Work instruction: Set down all of the data again, character for character.

::: Provided records :::

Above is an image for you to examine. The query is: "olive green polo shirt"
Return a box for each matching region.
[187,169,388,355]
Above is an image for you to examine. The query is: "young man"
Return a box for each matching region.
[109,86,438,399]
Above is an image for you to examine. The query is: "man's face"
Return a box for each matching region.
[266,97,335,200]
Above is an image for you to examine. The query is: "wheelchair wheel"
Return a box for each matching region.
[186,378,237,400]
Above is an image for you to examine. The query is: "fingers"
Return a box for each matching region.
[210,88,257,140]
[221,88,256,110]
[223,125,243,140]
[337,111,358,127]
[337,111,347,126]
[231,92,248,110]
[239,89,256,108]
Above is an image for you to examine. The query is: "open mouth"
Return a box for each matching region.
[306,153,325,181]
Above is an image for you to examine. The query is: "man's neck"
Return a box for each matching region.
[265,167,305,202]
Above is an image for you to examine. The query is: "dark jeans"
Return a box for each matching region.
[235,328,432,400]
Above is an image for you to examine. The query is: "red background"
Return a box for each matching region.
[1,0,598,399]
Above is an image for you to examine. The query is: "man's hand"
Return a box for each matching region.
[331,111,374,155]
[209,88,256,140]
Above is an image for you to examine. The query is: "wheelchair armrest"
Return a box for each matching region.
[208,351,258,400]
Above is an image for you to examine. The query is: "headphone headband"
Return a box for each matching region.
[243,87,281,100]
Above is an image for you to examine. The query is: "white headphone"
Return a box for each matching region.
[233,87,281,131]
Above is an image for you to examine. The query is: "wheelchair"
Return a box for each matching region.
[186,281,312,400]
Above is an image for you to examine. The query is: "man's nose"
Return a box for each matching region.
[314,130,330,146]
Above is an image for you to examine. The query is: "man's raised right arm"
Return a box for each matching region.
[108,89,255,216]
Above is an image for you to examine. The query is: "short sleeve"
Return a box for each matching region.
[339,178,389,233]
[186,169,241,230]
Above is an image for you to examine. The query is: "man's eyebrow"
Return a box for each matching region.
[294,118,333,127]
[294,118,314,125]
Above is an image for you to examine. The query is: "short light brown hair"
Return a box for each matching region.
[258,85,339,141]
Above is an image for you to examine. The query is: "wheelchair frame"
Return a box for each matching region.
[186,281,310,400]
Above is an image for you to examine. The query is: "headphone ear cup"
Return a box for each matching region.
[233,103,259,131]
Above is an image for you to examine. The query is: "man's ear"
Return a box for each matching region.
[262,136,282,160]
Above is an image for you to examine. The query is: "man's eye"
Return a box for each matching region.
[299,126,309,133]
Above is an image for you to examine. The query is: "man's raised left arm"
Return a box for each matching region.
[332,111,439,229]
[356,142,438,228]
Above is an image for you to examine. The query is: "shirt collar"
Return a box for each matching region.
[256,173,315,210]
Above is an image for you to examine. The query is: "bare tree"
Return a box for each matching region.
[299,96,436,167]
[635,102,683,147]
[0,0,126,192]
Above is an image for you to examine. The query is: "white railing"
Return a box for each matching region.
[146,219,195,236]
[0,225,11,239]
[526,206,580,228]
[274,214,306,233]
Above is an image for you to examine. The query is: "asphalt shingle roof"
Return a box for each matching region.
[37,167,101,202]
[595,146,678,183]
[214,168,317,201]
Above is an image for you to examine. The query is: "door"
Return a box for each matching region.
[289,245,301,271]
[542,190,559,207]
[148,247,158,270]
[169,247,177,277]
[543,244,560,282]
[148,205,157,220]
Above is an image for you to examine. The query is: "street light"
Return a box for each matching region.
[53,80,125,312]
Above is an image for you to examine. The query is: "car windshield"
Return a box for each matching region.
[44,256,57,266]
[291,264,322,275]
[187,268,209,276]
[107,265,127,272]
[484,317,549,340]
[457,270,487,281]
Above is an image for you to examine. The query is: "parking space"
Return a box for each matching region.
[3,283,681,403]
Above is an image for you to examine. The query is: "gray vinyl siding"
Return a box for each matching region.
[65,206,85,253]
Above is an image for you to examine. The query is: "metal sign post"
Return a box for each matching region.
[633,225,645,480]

:::

Problem solution:
Above is an image for you to examine. The query is: "olive green polo shirt"
Return a box for each matching region.
[187,169,388,355]
Above is an image for you to examine. The query is: "young man"
Return a box for each matching region.
[109,86,438,399]
Above is an image for you to examine. The query is: "man's face"
Return a box for each matching region.
[266,97,335,200]
Above is an image for you to examine. The query is: "wheelchair wheel"
Return a box for each matching region.
[186,378,237,400]
Above is an image for you to examine. The query is: "fingers"
Return a box for each matching region.
[210,88,257,140]
[221,88,256,110]
[223,125,243,140]
[337,111,358,127]
[337,111,347,126]
[231,92,248,110]
[239,89,256,108]
Above is an image for you to examine. The query is: "open mouth"
Return a box for each matching region.
[306,153,325,181]
Above is an image for you to examine. The query is: "man's neck"
Return a box for each matching region.
[265,167,305,202]
Above is an image for you to examine. The query is: "dark jeans"
Return a box for each matching region.
[235,328,432,400]
Above is an image for you to examine. The query is: "red background"
Return a box for each matching region.
[1,0,598,399]
Above is an image for you to examine. The query is: "man's hand"
Return a box for each matching region.
[331,111,374,155]
[209,88,256,140]
Above is an image for you to examine. The query is: "wheelchair armrest"
Return a box for each matching region.
[208,351,258,400]
Above is an image for you to examine. The query is: "headphone headband"
Return a box for each matching region.
[243,87,281,100]
Above is an image for you to examine. The query is: "white headphone"
Return a box for each matching region.
[233,87,281,131]
Above is an image for you to examine. The query is: "wheelchair"
Return a box for each matching region.
[186,281,312,400]
Above is an image for you to examine. The query is: "man's nose"
Return a box for each matching region.
[314,130,330,146]
Above is an image for you to examine. The query is: "man's raised right arm"
Return a box for each matching region.
[108,89,255,216]
Above is an image for you to examine. The query is: "short sleeve"
Return a box for each matching region.
[339,178,389,233]
[186,169,241,230]
Above is an image for you to examine. The query is: "man's eyebrow"
Return a box for each matching region.
[294,118,333,127]
[294,118,314,125]
Above is an image for you to examine. The query is: "short light brown hair"
Return a box for each matching region.
[258,85,339,141]
Above is an image for you to examine. The query is: "wheelchair frame"
Return a box for each matching region.
[186,281,310,400]
Above is an image for you to examine. The query is: "headphone ear cup"
Return a box for each matching region.
[233,103,259,131]
Above is an image for you to examine. The query is: "man's ear"
Return a box for each matching region.
[262,136,282,160]
Above is an image for you to examine. The query is: "man's eye"
Return a box for each matching region.
[299,126,309,133]
Above is an image for you to examine. The query is: "man's raised left arm"
Return a box for each matching region.
[332,111,439,229]
[356,142,438,228]
Above is an image for you to examine. The query is: "shirt collar"
Return a box for each matching region.
[256,173,315,210]
Above is an image for you to examine. The query is: "bare tree"
Return a box for each matching region.
[299,96,436,167]
[635,102,683,147]
[0,0,126,192]
Above is an image for you to examine. The query is: "white railing"
Return a box for each matching region.
[146,219,195,236]
[0,225,11,239]
[526,206,580,228]
[274,214,306,233]
Above is an image for you to examine. The query is: "asphalt shingle roof"
Return a box for each matching region.
[37,167,101,202]
[595,146,678,183]
[214,168,317,201]
Above is an image for you to examine. The query is: "door"
Return a box for each matching region.
[289,245,301,271]
[542,190,559,207]
[148,247,158,270]
[169,247,177,277]
[543,244,560,282]
[148,205,157,220]
Above is an image for you to examine. The query is: "street light"
Return a box for each matching region.
[53,80,125,312]
Above is an image for you to examine. The query is: "car windshield"
Return a box for each matching region.
[44,256,57,266]
[291,264,322,275]
[187,268,209,276]
[107,265,127,272]
[484,317,549,340]
[457,270,487,281]
Above is an image for you to examine. The query is: "parking space"
Return a box for each matching region.
[3,283,681,403]
Above is an image for you to examine. The query is: "gray vinyl siding"
Return a box for each matching region.
[65,206,85,253]
Above is an image for you to examine. The query is: "metal sign post"
Return a box for each matching region.
[633,225,645,480]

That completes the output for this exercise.